TASK STATEMENT –
Return all entries word for word, but drop any images.

WORKING DATA –
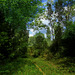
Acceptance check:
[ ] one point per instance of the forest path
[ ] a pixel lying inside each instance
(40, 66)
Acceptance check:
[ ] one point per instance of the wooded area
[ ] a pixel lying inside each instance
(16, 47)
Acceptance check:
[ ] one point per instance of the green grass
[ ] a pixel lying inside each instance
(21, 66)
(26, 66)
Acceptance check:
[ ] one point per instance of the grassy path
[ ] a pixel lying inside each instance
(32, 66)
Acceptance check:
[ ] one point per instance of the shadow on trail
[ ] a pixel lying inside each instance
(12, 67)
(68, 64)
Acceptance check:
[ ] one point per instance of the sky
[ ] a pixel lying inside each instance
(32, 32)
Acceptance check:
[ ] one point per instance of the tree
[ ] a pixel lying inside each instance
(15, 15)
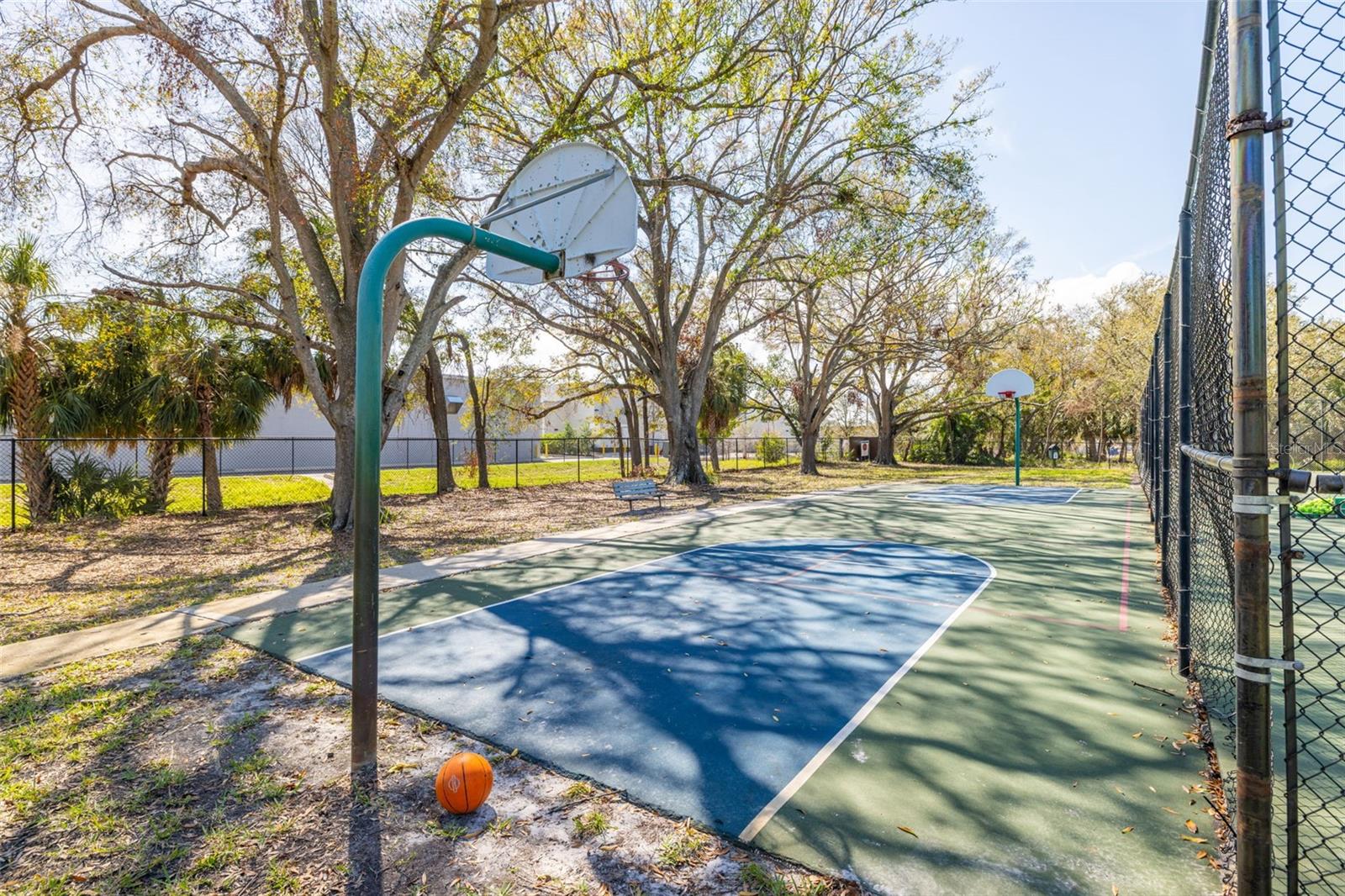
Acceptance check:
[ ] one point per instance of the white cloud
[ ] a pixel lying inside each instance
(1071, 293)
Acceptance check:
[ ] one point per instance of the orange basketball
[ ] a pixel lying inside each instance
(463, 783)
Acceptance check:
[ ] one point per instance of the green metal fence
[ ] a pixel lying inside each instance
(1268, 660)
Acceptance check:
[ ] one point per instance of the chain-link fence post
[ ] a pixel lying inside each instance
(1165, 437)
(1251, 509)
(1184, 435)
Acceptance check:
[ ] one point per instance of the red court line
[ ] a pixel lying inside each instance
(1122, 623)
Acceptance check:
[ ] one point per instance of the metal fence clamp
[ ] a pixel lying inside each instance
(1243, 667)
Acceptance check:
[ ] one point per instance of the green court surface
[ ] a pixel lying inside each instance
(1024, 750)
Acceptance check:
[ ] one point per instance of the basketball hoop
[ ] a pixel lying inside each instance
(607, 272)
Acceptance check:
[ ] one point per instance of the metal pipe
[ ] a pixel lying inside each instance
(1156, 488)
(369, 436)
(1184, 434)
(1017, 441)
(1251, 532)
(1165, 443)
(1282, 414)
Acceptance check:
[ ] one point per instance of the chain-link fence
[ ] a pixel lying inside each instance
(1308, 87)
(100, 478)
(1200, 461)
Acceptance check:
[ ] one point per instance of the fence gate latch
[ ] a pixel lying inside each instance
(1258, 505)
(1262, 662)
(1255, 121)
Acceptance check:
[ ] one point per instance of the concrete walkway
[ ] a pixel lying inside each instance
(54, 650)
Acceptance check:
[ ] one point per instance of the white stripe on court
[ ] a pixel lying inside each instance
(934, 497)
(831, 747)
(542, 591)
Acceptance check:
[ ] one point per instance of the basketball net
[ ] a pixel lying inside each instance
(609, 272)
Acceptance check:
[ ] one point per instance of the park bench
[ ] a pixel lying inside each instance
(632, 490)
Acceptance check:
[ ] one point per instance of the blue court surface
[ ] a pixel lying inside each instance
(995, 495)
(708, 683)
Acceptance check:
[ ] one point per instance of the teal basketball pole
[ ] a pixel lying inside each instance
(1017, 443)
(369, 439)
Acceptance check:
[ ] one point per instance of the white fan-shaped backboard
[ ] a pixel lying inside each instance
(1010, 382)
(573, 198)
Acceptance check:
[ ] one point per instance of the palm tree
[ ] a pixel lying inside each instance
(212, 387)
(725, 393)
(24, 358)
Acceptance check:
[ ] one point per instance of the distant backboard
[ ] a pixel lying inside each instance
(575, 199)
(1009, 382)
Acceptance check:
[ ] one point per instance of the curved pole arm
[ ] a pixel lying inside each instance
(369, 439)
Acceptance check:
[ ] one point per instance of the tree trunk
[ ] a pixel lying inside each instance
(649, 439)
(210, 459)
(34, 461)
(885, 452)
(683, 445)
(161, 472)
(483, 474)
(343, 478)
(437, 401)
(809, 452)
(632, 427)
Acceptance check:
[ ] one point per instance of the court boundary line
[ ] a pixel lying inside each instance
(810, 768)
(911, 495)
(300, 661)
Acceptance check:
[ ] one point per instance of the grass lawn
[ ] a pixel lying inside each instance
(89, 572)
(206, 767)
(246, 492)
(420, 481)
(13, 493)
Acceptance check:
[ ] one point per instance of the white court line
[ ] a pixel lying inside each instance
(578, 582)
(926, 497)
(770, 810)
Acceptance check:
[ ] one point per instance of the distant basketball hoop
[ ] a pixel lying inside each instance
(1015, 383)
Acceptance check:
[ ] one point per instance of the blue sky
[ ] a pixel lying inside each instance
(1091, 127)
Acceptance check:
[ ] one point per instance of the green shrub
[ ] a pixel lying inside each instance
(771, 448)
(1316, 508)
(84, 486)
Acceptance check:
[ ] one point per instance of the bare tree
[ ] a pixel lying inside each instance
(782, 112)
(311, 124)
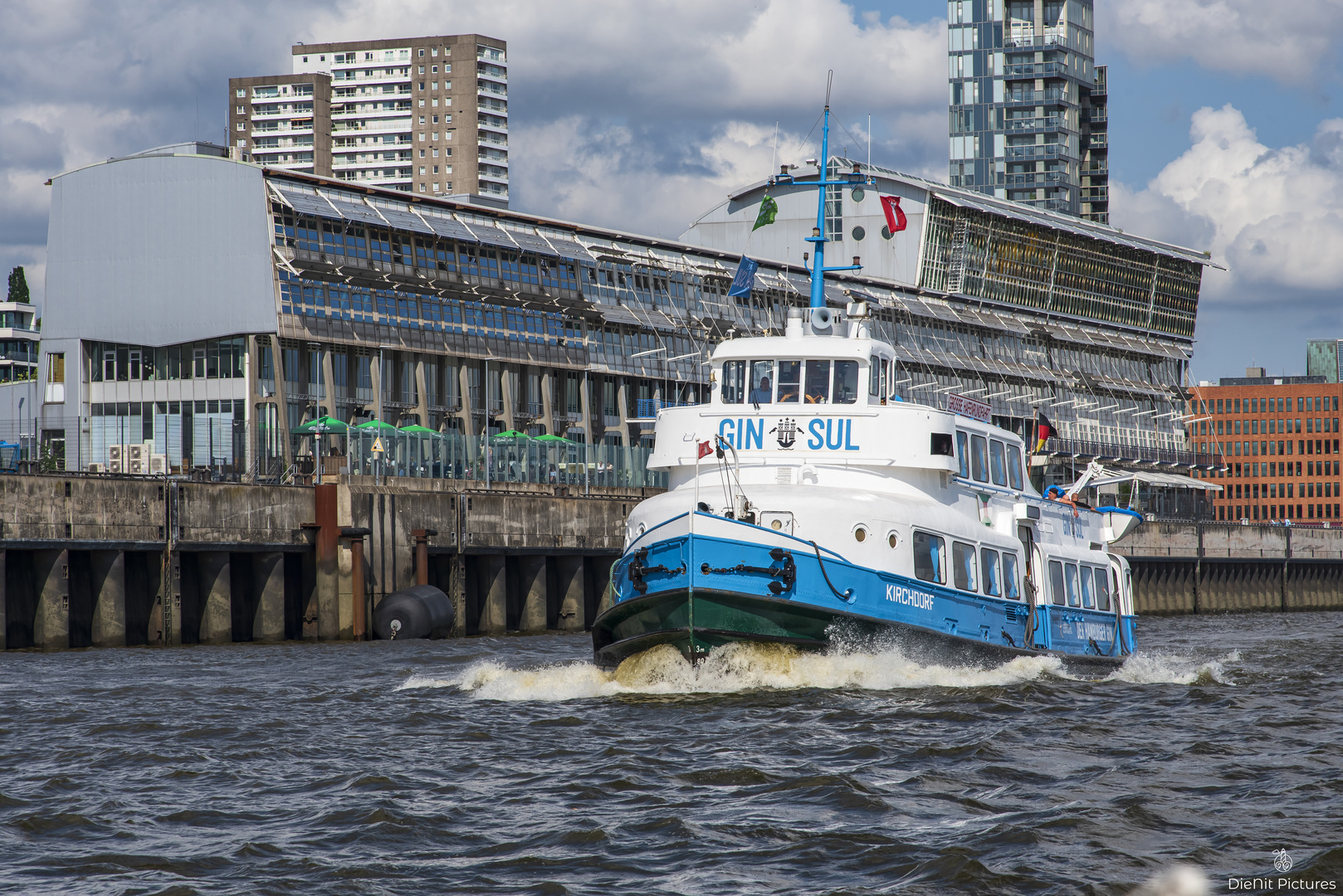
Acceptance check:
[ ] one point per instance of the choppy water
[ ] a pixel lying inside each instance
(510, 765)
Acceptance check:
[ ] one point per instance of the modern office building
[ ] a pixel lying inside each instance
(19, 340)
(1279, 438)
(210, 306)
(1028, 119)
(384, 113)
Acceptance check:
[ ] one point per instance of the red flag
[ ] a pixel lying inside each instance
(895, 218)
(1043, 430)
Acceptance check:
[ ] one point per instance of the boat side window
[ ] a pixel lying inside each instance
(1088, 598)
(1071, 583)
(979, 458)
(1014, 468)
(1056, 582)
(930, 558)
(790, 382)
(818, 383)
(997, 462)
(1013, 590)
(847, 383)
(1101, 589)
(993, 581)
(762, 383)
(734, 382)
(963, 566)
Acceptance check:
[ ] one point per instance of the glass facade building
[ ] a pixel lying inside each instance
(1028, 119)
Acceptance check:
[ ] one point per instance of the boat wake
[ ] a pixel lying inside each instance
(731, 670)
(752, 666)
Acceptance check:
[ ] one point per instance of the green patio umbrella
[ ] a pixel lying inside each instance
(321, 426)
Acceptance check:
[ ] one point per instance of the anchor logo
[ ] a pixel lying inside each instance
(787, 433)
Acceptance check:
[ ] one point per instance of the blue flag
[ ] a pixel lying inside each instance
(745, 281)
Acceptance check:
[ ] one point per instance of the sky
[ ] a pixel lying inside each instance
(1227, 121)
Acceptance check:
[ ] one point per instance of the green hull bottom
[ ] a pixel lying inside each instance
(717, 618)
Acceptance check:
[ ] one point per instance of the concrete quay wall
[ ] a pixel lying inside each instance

RESPONSE TO THIS TASK –
Acceptance check:
[ ] one point per instance of the forest path
[ ] a pixel lying inside each instance
(40, 66)
Acceptance check:
[ ] one point per instance of the wooded area
[ ] a pixel lying inside each instance
(16, 47)
Acceptance check:
[ ] one point per instance of the green grass
[ ] a pixel lying inside each instance
(21, 66)
(26, 66)
Acceptance check:
[ ] one point per instance of the grassy path
[ ] a pixel lying inside each instance
(32, 66)
Acceptance check:
[ ] one point per instance of the shadow on trail
[ ] a pixel lying inside each instance
(12, 67)
(68, 64)
Acceptance check:
[ ] one point per instance of the sky
[ ] a pixel lying inside each instance
(32, 32)
Acceptance check:
[ ] one point per instance of the tree
[ ] a pixel lying inside each instance
(15, 15)
Acceptance check:
[ ] one point per instance of the white cloud
[ ] a pixel lying inside each instance
(1071, 293)
Acceptance check:
[ ] one point per instance of the orange basketball
[ ] a pixel lying inside each instance
(463, 783)
Acceptance check:
[ ] one point per instance of the green metal fence
[ ] a pixel lying inside each instance
(1268, 660)
Acceptance check:
[ ] one point per instance of the chain-link fence post
[ ] a pixel lying inside each instance
(1165, 437)
(1251, 509)
(1184, 435)
Acceptance check:
[ ] one point per instance of the red court line
[ ] a pixel lying inside each instance
(1122, 623)
Acceptance check:
[ ] one point per instance of the metal fence clamp
[ ] a pixel lying inside each instance
(1243, 667)
Acceptance check:
[ ] one point per instance of the green court surface
[ ] a pixel lying inside each instance
(1024, 750)
Acceptance check:
[ ] one point per instance of the basketball hoop
[ ] a pixel lying inside each instance
(607, 272)
Acceptance check:
[ ] one point per instance of the metal pipe
[ ] a pixel lying inside each instance
(1156, 488)
(369, 436)
(1184, 434)
(1017, 441)
(1251, 532)
(1165, 443)
(1282, 414)
Acceptance check:
[ ] one point per instance of the chain-link fence
[ ] a pixel lying inside each instance
(1308, 87)
(100, 478)
(1200, 461)
Acceptance check:
[ ] one point per instance of the fence gate latch
[ ] a pixel lying inside each instance
(1258, 505)
(1262, 662)
(1255, 121)
Acceptance check:
[ ] one point per instance of the concrete walkway
[ ] a pixel lying inside each instance
(54, 650)
Acceptance check:
[ ] one point per instance of the white stripe on court
[ ] a pixel lying inside each instance
(934, 497)
(831, 747)
(542, 591)
Acceptance check:
[ ] one point per instance of the basketball net
[ ] a pixel lying inside each instance
(609, 272)
Acceptance check:
[ ] one point per instance of the park bench
[ ] a pixel lying inside each instance
(632, 490)
Acceptance check:
[ ] one point per instance of the blue court surface
[ ] a pixel lying inside each instance
(995, 495)
(708, 683)
Acceptance check:
[ ] one point per instance of the teal basketball pole
[ ] a pixel lying inside each instance
(1017, 443)
(369, 439)
Acceptance check:
[ ] one point per instance of the white fan-shaped backboard
[ ] a pixel lying inside each instance
(1010, 382)
(573, 198)
Acceptance check:
[ ] one point per instance of the palm tree
[ ] a pixel lying inside each instance
(212, 387)
(725, 393)
(24, 358)
Acceptance check:
[ ] one point per instance of the distant backboard
[ ] a pixel lying inside each instance
(575, 199)
(1009, 382)
Acceptance check:
[ ] one point per instance of the curved pole arm
[ ] a pixel lying inside each instance
(369, 439)
Acceptance check:
[ ] one point per instance of the tree trunk
[ ] a pixel lying inside each instance
(649, 439)
(210, 459)
(34, 461)
(885, 452)
(683, 445)
(161, 472)
(483, 474)
(343, 478)
(437, 401)
(809, 452)
(632, 427)
Acceptance check:
[ ] one point per instance of the court boundary line
[ ] a pixel lying inside each instance
(810, 768)
(911, 495)
(300, 661)
Acceptance check:
[ ] one point per instance of the grass lawn
[ ] a pixel lying inside each instance
(89, 572)
(206, 767)
(246, 492)
(420, 481)
(13, 493)
Acceptance check:
[ ] one point per instance of the white court line
[ ] a pixel lying inside each instance
(578, 582)
(926, 497)
(770, 810)
Acceptance check:
[ ] one point per instance of the distant basketball hoop
[ ] a pixel lying inside each instance
(1015, 383)
Acceptance check:
[ ] one point per instance of the blue sky
[ ] a pixel lying inside each instance
(1091, 127)
Acceptance check:
[ ] one point per instance of the green shrub
[ ] a pixel lying inside each instance
(771, 448)
(1316, 508)
(84, 486)
Acceptance check:
[ ] one point per instance of the bare tree
[ ] a pixel lying inside each instance
(782, 112)
(311, 124)
Acceptance check:
[ ] one point per instance of the choppy water
[ ] a pixel lying inside each instance
(510, 765)
Acceptance check:
[ ] one point per instance of the modern office building
[ ] a pixel lying inside each instance
(19, 340)
(1279, 438)
(210, 306)
(1028, 119)
(384, 113)
Acceptance check:
[ ] one point per instance of the red flag
[ ] a pixel lying inside each instance
(895, 218)
(1043, 430)
Acceptance check:
[ ] one point per instance of the boat side window
[ ] a pixel lying inside each instance
(1088, 598)
(1071, 583)
(979, 458)
(1014, 468)
(1056, 582)
(930, 558)
(790, 382)
(818, 383)
(997, 462)
(1013, 590)
(847, 383)
(1101, 589)
(993, 581)
(762, 383)
(734, 382)
(963, 566)
Acceptance check:
[ ] one point per instance of the glass facade building
[ ] a pixel lying inside each instance
(1028, 119)
Acceptance check:
[ ] one point per instance of the boat wake
[ ] a pixel lying inside each instance
(731, 670)
(752, 666)
Acceptance check:
[ ] one point per instance of the green patio umbrella
[ ] a pixel lying inside each instance
(321, 426)
Acceptance check:
[ ] one point per instance of the anchor logo
[ ] a pixel lying inside each instance
(787, 433)
Acceptance check:
[ ] one point per instance of the blue flag
[ ] a pixel lying inside each instance
(745, 281)
Acceptance check:
[ ] one point per instance of the sky
[ ] a pixel lying inside each instance
(1227, 121)
Acceptance check:
[ ] one point per instance of the green hull bottom
[ ] a pixel lying inside each instance
(717, 618)
Acceptance check:
[ ] one point per instance of the concrete quay wall
[ ] a pixel lying inside each instance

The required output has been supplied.